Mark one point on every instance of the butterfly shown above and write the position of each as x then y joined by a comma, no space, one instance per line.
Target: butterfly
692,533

---

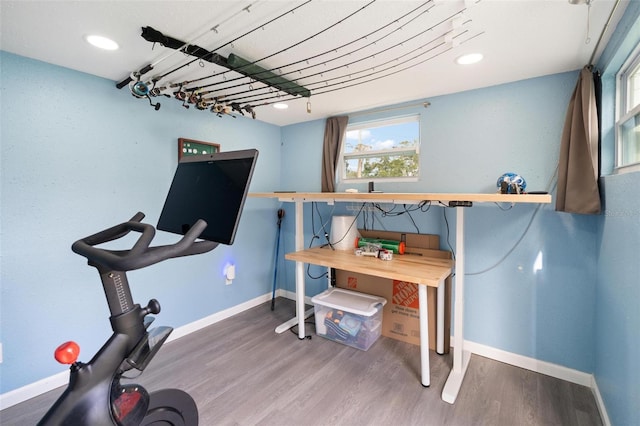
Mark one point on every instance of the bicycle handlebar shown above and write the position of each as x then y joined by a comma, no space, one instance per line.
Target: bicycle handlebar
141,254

▶ **Work to do**: Please pull out every line of the records that contains the word "shown". Case counts.

▶ **Reply to the exercise**:
Mark one point on every instance of the butterfly shown above and write the position of each as x then y joined by a comma, no space, one instance per line.
Mark one point on every instance of the bicycle handlebar shown above and write the position of each as x then y joined by a comma, no space, one instance per line.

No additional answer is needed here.